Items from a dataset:
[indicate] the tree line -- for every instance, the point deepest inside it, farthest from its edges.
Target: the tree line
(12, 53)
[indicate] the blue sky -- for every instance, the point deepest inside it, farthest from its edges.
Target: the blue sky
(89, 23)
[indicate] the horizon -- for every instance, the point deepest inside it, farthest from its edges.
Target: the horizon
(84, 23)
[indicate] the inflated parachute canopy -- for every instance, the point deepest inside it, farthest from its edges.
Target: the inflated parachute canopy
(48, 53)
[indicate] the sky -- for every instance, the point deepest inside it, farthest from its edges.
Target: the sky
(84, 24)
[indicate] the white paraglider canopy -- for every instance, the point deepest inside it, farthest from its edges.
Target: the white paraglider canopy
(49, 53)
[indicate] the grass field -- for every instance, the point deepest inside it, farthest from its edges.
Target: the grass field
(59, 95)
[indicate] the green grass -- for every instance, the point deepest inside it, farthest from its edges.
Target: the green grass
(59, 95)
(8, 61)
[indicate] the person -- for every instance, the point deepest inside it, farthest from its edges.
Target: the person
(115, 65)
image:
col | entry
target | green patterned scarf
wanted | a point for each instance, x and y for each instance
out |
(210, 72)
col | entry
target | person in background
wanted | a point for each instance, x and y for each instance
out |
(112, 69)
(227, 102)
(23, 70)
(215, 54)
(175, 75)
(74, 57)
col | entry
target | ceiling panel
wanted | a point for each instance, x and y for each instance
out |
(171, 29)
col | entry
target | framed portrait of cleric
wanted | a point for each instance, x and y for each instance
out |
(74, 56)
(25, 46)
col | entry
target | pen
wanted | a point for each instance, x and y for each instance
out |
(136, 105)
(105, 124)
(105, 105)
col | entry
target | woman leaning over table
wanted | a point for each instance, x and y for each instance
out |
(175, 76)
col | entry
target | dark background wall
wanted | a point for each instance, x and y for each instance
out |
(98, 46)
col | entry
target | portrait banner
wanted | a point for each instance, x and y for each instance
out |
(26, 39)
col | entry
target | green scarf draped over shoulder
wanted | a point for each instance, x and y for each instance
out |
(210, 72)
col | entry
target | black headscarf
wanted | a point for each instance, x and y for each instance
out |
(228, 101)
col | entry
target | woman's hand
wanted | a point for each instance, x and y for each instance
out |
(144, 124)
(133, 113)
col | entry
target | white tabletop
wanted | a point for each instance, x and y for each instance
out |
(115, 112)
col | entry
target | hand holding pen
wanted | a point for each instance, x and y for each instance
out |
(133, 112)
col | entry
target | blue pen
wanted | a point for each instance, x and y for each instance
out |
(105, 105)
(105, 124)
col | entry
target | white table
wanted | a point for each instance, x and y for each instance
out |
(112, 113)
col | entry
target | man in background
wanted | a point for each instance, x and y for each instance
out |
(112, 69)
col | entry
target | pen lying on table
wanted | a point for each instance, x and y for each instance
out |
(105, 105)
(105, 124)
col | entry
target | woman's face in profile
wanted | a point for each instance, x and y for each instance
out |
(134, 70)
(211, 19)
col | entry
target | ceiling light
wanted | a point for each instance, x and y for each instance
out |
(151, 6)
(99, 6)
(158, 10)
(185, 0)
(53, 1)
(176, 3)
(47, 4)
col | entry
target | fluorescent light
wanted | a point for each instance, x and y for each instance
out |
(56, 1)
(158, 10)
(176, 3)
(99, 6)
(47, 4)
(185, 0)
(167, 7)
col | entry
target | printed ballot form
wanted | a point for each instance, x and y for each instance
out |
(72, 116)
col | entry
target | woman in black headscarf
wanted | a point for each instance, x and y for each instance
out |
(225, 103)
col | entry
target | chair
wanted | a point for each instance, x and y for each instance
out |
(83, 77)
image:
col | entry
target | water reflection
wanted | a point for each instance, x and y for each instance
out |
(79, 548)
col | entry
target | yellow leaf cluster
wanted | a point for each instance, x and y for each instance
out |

Required action: Beginning at the line above that contains "target | pen lying on table", return each line exactly through the line that contains "target | fluorescent light", and no others.

Output for this task:
target | pen lying on table
wanted | a point for each instance, x and y for each instance
out |
(105, 105)
(105, 124)
col | entry
target | woman's face in profile
wanted | a point for each instance, x and y for each instance
out |
(134, 70)
(211, 19)
col | entry
target | ceiling light
wanted | a point for each instance, x and y for each instance
out |
(151, 6)
(99, 6)
(158, 10)
(185, 0)
(53, 1)
(176, 3)
(47, 4)
col | entry
target | fluorescent light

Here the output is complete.